**Supplied material**
[start]
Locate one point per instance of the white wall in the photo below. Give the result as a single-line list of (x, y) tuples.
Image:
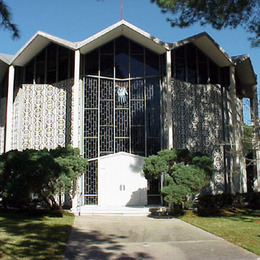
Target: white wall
[(121, 181)]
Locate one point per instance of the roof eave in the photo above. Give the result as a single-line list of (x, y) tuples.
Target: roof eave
[(208, 46), (126, 29), (38, 42)]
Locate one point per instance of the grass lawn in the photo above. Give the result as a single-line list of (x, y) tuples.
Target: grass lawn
[(241, 227), (38, 237)]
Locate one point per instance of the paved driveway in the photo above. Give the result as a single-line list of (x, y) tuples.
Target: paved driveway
[(121, 237)]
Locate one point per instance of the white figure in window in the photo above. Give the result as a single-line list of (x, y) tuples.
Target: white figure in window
[(122, 93)]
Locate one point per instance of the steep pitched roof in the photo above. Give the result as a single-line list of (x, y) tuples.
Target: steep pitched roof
[(38, 42), (207, 45), (126, 29)]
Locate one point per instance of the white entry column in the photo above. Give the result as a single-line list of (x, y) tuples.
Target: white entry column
[(75, 128), (9, 110), (169, 125), (255, 139), (239, 164)]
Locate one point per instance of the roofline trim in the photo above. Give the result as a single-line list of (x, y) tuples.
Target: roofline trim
[(197, 36), (44, 35)]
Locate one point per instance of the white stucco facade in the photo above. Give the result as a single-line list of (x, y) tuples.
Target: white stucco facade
[(121, 181)]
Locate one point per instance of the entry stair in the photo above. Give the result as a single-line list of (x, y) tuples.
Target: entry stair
[(117, 211)]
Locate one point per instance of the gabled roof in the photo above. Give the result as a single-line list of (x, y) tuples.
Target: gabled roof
[(207, 45), (38, 42), (4, 63), (123, 28), (245, 73), (5, 58)]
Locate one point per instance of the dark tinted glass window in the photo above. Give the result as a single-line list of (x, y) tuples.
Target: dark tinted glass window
[(191, 63), (107, 48), (107, 65), (180, 63), (63, 72), (203, 70), (40, 68), (29, 71), (122, 57), (91, 63), (151, 63), (213, 69), (136, 60), (51, 63)]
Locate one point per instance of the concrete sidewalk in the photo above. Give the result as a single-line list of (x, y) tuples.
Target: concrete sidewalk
[(121, 237)]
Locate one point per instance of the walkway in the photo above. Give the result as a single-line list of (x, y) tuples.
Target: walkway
[(122, 237)]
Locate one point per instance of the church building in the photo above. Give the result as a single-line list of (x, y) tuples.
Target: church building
[(122, 95)]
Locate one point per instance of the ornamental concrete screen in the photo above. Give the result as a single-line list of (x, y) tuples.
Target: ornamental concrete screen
[(123, 94)]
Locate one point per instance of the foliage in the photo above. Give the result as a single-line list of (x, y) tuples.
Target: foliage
[(240, 226), (220, 14), (42, 173), (26, 236), (5, 19), (209, 204), (186, 173)]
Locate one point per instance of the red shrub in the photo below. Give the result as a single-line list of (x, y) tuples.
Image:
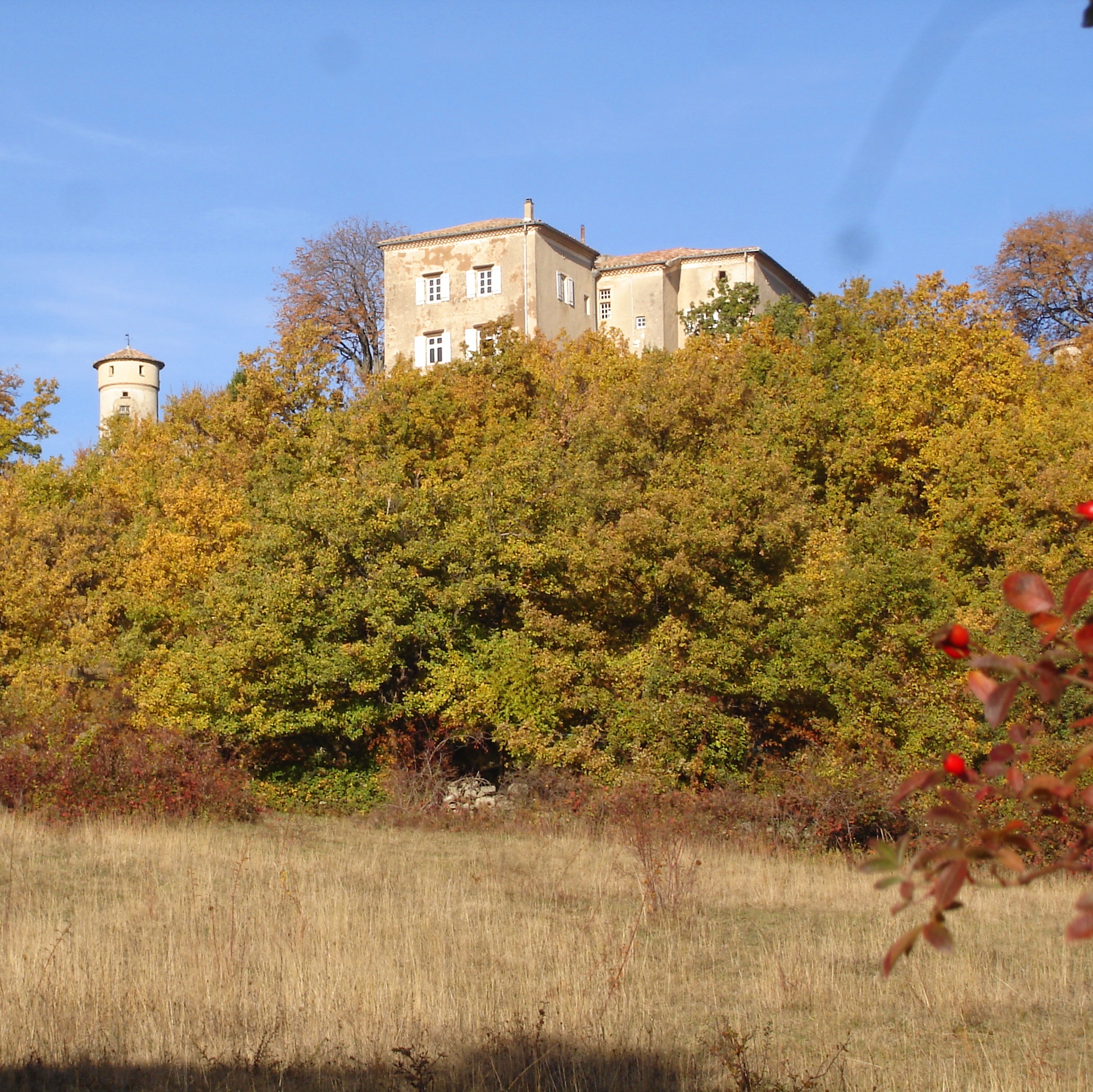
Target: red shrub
[(71, 770)]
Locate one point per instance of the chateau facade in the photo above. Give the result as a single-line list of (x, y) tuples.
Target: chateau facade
[(442, 288)]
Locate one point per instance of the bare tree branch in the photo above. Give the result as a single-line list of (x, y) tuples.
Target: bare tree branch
[(337, 281)]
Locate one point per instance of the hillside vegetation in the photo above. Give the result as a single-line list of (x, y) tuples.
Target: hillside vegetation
[(668, 567)]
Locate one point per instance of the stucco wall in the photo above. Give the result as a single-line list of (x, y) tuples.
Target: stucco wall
[(637, 293), (551, 315), (405, 319), (124, 387)]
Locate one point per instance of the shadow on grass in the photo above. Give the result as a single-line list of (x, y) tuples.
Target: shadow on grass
[(542, 1067)]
[end]
**Goal**
Reproduce each of the lines above word for word, in their original order, and leave the pictures out.

**Reply**
Locate one point per instance of the white wall in the photo below. Give the result as a single-line list of (x, y) tuples.
Image:
Target: white wall
[(121, 181)]
Locate one point per instance of the roof eave in the photo above. Give the result as a single-line list of (x, y) tuples.
Target: roof eave
[(208, 46), (126, 29), (38, 42)]
Locate one point per instance of the grass lawn in the photo above. Give the result as a single-line list of (x, y) tuples.
Target: grass lawn
[(241, 227), (38, 237)]
Locate one point per instance of the paved driveway in the photo above. Give the result as a single-line list of (x, y) tuples.
Target: paved driveway
[(121, 237)]
Locate one point per instance of the white figure in window in the photo above. Give the result as a single-line list of (x, y) tuples.
Target: white figure in window
[(122, 93)]
Locate one point per instance of the steep pitched roof in the photo above. Give the result as a single-line list of (x, y) tuples.
Target: steep pitched roof
[(38, 42), (207, 45), (126, 29)]
Locate one point per instance of the white entry column in the photo above. Give the result as a single-line list of (x, y) tuples.
Target: white entry column
[(75, 128), (9, 110), (169, 125), (255, 139), (239, 164)]
Locate one point per instance of the roofline trim in the photo above. Give the result as a single-line list of (x, y) tuples.
Target: roofline trim
[(197, 36), (44, 35)]
Locate one point per instance of the white stucco facade in the photo above. Give the result as a single-line list of (x, y) tuples.
Target: white stucco facade
[(121, 181)]
Locate one point per instance of the entry stair in the photo above. Give the result as a single-line list of (x, y) tuples.
Target: entry stair
[(117, 211)]
Locate one point per instance of the gabled roof in the photo above. Give the result as a single-line list of (x, y) tuples.
Target: gabled roof
[(207, 45), (38, 42), (4, 63), (123, 28), (245, 73), (5, 58)]
Locate one point per instance of the dark tinted glass window in the photo above. Give the result as a single-line list of (x, y) tuples.
Target: dark tinted glass window
[(191, 63), (107, 48), (107, 65), (180, 63), (63, 72), (203, 70), (40, 68), (29, 71), (122, 57), (91, 63), (151, 63), (213, 69), (136, 60), (51, 63)]
Locate one point per instance of the concrete sidewalk in the photo above. Give the result as a single-line list of (x, y) tuples.
Target: concrete sidewalk
[(121, 237)]
Locate one point per instance of the walkway in the photo above. Give the result as a single-line list of (x, y) tuples.
Target: walkway
[(122, 237)]
Locate one point per instance of the church building in the photo above. Give the result as a single-line list of (x, y) tuples.
Target: church building
[(122, 95)]
Locate one point per instance of the ornamental concrete screen in the photo above. Give the result as a single-line list of (x, y) tuples.
Target: ornamental concrete screen
[(123, 94)]
Locate one point per instance of the foliage in the photo above. Give the result as a single-line list of (x, y) tuples.
Target: foliage
[(240, 226), (220, 14), (42, 173), (26, 236), (5, 19), (209, 204), (186, 173)]
Locate one point per instance of the red shrub in the photo below. Give the result as a single-line list of (x, y) tuples.
Image:
Target: red shrub
[(71, 770)]
Locate one point per instance of the chateau facade in the photo above. Give the result as a single-line list of (x, y) tuples.
Target: chateau facade
[(442, 288)]
Locate one point per instance of the bare tree branch in the photo above. Give the result as a single-line list of (x, y) tuples.
Target: bare tree branch
[(337, 281)]
Locate one point per instance of the hillside vegetation in the photo above. Give the result as a single-line list of (x, y) tuples.
Target: hillside vegetation
[(668, 567)]
Locate one point per instance of the stucco wall in the photo above. Give the result as a single-line list of (x, y) tuples.
Target: stucco wall
[(637, 293), (551, 315), (405, 319), (124, 387)]
Locate one point per instance of the shadow on grass in the photo above. Give the result as a single-line list of (x, y) tuples.
Target: shadow on grass
[(542, 1067)]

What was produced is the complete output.